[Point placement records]
>>>

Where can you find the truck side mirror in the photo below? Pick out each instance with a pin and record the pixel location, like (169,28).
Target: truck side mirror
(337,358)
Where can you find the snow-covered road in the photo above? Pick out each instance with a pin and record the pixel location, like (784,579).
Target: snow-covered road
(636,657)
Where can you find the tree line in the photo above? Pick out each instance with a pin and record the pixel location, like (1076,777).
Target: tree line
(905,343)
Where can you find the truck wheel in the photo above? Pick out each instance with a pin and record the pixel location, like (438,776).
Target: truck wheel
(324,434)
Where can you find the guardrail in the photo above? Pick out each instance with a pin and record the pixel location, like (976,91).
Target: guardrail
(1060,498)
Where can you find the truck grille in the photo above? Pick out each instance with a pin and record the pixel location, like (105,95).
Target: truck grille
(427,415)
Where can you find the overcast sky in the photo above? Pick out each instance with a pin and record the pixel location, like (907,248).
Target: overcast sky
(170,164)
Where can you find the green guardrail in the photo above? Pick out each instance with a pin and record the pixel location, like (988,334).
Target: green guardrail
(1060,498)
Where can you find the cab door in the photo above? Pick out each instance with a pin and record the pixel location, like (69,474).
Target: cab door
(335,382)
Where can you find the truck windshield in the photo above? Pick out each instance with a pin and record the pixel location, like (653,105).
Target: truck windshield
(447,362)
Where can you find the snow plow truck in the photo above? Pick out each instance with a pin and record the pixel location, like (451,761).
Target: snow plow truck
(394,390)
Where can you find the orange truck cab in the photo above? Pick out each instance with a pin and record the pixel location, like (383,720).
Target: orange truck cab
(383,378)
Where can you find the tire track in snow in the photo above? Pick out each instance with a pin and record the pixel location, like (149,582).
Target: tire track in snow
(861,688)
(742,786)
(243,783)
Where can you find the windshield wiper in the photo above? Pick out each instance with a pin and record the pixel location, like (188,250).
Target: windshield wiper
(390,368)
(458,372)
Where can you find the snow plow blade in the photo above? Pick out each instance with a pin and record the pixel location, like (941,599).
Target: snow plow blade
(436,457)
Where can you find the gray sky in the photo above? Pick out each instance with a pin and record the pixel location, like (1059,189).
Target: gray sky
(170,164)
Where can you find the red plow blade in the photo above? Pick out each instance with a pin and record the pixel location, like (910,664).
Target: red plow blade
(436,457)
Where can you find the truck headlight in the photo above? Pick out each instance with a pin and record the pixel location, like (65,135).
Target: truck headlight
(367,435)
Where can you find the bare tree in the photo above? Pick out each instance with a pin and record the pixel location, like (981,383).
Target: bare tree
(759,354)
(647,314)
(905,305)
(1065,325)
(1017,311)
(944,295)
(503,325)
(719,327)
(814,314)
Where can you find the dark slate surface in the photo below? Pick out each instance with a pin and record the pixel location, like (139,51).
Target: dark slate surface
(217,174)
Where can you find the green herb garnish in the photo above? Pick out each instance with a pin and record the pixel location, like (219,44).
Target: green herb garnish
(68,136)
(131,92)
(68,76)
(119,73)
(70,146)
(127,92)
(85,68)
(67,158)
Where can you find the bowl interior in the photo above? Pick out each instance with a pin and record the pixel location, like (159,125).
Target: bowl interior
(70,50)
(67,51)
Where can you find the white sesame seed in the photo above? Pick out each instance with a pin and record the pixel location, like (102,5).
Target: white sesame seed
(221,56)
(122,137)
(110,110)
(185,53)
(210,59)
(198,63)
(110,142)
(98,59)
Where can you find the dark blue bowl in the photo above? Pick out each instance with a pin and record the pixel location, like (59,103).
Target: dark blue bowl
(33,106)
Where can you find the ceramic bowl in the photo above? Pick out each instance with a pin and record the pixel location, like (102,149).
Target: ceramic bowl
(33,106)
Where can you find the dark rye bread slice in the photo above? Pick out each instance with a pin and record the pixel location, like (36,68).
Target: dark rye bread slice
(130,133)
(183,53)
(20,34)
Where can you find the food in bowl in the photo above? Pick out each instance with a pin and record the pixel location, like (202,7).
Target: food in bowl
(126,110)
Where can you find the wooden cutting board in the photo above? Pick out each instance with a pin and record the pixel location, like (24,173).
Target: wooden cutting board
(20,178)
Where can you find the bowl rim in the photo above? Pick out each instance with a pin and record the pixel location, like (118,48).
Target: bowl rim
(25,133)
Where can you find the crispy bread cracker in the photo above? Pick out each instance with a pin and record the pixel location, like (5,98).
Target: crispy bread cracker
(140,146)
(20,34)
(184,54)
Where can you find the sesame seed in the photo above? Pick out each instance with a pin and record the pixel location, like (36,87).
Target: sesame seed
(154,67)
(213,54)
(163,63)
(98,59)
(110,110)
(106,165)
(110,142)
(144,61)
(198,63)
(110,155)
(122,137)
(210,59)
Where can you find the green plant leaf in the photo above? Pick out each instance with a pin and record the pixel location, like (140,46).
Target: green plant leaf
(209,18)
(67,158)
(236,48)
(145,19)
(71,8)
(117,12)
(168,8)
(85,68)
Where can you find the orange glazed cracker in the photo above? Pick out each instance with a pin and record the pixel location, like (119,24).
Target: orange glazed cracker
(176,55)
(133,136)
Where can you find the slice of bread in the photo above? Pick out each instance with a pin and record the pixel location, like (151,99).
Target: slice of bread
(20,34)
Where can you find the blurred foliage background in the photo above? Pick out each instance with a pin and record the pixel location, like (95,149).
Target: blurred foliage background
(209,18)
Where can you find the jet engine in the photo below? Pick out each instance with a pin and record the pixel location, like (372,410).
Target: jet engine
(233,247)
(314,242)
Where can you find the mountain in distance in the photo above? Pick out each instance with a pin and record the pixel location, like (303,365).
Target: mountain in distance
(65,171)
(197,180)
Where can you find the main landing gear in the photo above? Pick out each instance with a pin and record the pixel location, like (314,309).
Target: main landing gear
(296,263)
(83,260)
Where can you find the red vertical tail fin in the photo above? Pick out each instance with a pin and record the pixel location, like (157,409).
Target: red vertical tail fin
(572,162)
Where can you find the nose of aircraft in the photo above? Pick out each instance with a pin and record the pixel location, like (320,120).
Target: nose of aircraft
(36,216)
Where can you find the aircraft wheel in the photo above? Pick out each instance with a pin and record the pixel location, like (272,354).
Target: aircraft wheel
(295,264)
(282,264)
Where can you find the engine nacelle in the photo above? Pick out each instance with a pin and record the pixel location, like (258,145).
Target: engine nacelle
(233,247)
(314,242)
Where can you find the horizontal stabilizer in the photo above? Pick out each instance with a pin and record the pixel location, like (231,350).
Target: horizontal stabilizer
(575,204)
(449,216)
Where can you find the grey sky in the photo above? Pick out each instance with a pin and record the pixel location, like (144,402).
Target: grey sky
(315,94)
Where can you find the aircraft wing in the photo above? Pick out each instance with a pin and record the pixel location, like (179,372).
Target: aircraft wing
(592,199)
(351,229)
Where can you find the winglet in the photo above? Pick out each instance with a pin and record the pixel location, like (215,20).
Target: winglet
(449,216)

<<<

**Written exercise**
Please write out every line again, starting with the line containing "Where can you find the mountain" and going on through the end of the records, adding 34 to each number in the answer coordinates and changing nothing else.

**Solution to the problem**
Where can you find the mountain in distance in the photo above? Pick out each instance with a pin and record the pixel location, like (303,365).
Target: mountain in distance
(99,205)
(231,214)
Where can you find the main landing gear in the photo above? Pick out each instance with a pin and record the pixel location, like (314,309).
Target: main landing gear
(330,297)
(117,294)
Where can you find the red vertical tail fin in the photo above? Pick out each instance with a pin and record the pixel location, like (157,409).
Target: red vertical tail fin
(606,196)
Where can you find the nose of aircraft in the photo above? Pick out each instance with a pin and record the pixel location, like (320,120).
Target: nose of aircraft
(70,250)
Where can you find the aircraft wheel in the photo above? Pick out each instance with a pin and record the pixel location, like (272,354).
Target: aircraft wheel
(329,298)
(316,298)
Where can you find the engine nacelle in the photo above? Pick out each instance with a pin and record the pixel location, like (258,145).
Target: engine nacelle
(267,281)
(348,276)
Where can you find the horizontal stabilizer in the photo above? Pick out each instance with a pin and record the pixel location, like (231,350).
Target: horizontal stabilizer
(609,238)
(483,250)
Where can you find the grey sky in the photo above? Pick out each instance with a pin and record the pixel location, like (144,402).
Target: grey sky
(349,128)
Where can you find the aircraft wing in the photo above? Pick out each instance with a pin and record the pixel location, like (179,372).
Target: aircraft wing
(626,233)
(385,263)
Where can you find the winglet in the photo above? Pick out each instance with a pin and record the pixel location, like (215,20).
Target: winglet
(483,250)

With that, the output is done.